→ **The exercise**
Rewrite the material below from the line containing "Check whether the yellow sign" up to and including the line containing "171, 800, 261]]", changing "bounding box" to "enclosing box" and leaving everything else as is.

→ **Dataset rows**
··········

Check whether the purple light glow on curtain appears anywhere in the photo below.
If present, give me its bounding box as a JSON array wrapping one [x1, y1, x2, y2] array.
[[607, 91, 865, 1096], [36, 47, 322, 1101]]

··········

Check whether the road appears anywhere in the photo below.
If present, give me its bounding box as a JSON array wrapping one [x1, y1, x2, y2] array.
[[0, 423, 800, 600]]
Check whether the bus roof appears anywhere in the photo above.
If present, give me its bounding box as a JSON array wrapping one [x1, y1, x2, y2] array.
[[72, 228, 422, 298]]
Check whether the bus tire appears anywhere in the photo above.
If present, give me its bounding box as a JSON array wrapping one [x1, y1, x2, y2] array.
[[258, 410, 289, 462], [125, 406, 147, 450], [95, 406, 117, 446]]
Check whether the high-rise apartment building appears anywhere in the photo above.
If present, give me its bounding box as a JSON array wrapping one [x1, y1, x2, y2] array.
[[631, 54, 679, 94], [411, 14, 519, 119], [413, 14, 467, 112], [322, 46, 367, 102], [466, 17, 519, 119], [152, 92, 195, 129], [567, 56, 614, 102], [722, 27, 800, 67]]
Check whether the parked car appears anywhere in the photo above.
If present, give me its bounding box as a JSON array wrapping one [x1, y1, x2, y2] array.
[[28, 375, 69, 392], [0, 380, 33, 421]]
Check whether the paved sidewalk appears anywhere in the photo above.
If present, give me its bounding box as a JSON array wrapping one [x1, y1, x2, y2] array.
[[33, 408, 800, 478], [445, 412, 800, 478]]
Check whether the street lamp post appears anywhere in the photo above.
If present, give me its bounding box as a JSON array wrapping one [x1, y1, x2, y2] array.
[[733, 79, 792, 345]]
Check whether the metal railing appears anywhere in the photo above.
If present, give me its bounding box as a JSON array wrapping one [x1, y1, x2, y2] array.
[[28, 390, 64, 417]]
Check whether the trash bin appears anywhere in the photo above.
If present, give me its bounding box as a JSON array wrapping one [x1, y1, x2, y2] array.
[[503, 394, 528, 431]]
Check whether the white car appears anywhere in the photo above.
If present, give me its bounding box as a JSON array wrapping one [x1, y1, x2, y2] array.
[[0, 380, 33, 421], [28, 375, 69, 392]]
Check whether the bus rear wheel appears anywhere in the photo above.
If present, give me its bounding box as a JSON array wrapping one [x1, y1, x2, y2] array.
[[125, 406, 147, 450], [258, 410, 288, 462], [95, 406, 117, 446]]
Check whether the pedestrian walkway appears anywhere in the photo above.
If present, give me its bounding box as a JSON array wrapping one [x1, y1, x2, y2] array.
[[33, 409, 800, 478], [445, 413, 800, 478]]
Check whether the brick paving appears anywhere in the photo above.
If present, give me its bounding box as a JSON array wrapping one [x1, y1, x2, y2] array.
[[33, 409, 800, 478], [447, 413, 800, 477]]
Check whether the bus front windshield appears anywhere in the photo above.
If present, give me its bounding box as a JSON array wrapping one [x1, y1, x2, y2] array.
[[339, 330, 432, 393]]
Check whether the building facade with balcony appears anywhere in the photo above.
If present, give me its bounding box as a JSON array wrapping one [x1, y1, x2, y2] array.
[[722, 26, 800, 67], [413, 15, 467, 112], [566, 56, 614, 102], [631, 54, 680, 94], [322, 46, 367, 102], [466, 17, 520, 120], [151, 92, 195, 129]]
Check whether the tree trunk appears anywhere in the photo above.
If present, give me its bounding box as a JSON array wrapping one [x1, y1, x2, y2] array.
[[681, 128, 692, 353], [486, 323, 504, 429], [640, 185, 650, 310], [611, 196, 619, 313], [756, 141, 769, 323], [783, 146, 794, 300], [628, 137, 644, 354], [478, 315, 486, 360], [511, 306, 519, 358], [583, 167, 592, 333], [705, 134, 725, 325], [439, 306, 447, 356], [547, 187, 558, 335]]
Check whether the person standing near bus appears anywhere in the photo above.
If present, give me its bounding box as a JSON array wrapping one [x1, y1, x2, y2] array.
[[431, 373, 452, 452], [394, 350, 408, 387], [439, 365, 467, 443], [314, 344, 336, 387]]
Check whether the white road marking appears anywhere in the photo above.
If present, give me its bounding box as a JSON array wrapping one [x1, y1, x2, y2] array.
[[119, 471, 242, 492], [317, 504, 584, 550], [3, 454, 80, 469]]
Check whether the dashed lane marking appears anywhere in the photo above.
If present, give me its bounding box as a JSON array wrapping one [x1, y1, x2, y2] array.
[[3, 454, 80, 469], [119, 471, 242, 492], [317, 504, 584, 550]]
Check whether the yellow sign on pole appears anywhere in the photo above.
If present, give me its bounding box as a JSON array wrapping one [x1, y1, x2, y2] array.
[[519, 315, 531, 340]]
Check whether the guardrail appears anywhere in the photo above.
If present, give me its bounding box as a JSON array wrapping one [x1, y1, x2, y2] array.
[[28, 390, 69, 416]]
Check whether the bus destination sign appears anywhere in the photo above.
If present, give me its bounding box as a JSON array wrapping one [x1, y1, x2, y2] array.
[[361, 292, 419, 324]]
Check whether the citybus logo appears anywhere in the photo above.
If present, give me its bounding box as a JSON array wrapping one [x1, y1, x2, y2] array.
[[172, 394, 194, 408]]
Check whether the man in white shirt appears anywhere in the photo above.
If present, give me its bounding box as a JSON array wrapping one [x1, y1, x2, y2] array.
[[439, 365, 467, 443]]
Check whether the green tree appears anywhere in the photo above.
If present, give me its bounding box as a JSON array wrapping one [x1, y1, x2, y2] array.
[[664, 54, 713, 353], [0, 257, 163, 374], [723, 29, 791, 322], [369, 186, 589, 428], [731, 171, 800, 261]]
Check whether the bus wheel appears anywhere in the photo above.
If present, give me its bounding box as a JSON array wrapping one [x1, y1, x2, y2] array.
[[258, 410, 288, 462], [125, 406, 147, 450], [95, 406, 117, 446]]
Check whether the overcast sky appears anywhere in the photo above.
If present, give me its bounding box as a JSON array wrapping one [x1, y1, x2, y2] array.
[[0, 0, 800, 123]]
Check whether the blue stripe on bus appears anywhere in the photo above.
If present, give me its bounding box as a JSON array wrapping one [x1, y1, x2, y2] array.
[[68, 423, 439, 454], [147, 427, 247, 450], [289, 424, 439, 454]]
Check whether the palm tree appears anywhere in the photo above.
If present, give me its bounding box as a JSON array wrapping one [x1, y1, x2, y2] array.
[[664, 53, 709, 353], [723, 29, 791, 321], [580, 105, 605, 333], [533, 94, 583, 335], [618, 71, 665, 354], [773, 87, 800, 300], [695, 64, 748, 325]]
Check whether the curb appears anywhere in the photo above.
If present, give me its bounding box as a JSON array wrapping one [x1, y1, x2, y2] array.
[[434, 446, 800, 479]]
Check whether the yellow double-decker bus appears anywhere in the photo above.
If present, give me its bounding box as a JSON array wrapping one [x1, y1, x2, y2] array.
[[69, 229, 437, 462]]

··········

→ **Completed exercise**
Check whether the yellow sign on pole appears anywhere in the photo above.
If present, give me its enclosing box as a JSON array wrapping one [x1, y1, x2, y2] array.
[[519, 315, 531, 340]]
Check whether the guardrail appears anywhere in the photo above.
If present, give me its enclosing box as a JSON array wrapping one [x1, y1, x2, y2] array.
[[28, 390, 69, 416]]
Check whether the bus destination sign appears anywhere in the photo above.
If present, give me its enclosing box as a JSON array wrapping one [x1, y1, x2, y2] array.
[[361, 292, 419, 324]]
Check whether the citybus logo appears anywhere in the photo above.
If present, give me its enclosing box as a JSON array wrapping one [x1, y1, x2, y2] array.
[[172, 394, 194, 408]]
Check whether the man in white shirt appears anywhere in the photo above.
If present, give me its enclosing box as a JSON array wrapping one [x1, y1, x2, y2] array.
[[439, 365, 467, 443]]
Check whether the green tree appears anywhere in the photo above.
If present, give me its enclosing box as a JSON array wrapping one [x1, y1, x2, y2] array.
[[664, 54, 713, 353], [0, 257, 163, 374], [723, 29, 791, 322], [369, 186, 589, 428], [731, 171, 800, 261]]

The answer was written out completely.